## Begin PROVIDED RECORDS

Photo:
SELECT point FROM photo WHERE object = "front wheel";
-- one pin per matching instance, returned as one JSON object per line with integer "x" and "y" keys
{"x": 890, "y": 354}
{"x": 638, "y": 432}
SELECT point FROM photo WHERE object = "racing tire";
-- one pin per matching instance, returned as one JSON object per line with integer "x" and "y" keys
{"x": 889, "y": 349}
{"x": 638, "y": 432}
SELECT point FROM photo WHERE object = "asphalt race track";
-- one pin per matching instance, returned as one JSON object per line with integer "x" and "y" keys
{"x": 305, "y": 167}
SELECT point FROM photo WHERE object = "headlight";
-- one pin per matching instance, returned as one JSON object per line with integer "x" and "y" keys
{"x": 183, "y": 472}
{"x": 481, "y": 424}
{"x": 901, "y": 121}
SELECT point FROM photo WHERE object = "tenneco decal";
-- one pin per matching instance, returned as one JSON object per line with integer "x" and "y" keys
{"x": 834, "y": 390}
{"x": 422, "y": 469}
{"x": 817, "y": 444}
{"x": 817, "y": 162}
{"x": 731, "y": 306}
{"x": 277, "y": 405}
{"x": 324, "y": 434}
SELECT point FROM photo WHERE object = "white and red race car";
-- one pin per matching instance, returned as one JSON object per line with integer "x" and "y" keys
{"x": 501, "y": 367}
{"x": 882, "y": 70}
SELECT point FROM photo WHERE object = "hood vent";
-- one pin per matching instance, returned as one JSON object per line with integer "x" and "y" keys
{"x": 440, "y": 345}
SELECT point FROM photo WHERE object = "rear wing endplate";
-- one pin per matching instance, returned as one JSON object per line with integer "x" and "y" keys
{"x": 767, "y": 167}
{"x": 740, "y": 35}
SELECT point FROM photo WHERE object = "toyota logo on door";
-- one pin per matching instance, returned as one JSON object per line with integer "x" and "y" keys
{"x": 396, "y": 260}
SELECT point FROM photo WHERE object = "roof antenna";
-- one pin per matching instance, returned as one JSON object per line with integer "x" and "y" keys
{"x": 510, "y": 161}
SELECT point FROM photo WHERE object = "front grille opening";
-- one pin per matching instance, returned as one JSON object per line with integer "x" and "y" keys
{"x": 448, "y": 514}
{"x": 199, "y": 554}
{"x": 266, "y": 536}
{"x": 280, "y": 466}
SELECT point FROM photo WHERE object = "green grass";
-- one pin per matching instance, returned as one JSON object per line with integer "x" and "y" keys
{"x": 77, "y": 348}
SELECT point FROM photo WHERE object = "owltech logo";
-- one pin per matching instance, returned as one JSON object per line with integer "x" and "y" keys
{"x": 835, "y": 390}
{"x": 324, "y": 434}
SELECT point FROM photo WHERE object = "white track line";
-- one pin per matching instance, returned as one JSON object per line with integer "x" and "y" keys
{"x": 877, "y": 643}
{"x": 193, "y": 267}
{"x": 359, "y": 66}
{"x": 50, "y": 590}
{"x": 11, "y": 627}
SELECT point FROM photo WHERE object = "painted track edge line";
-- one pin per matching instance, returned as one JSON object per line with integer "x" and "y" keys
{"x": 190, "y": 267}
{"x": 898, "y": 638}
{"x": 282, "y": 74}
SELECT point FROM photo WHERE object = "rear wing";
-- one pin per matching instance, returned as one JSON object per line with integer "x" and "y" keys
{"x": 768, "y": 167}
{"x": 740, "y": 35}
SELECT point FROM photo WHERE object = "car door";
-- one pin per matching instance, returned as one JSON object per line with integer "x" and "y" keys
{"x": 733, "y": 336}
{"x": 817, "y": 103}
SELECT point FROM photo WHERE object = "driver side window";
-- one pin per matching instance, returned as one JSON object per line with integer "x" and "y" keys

## End PROVIDED RECORDS

-- WHAT YOU NEED TO DO --
Pick out each line of the material that contains the string "logo", and copy those lines. Match case exactly.

-- EXPECTED ANSWER --
SELECT point FROM photo WHERE object = "toyota logo on door";
SELECT point FROM photo WHERE object = "owltech logo";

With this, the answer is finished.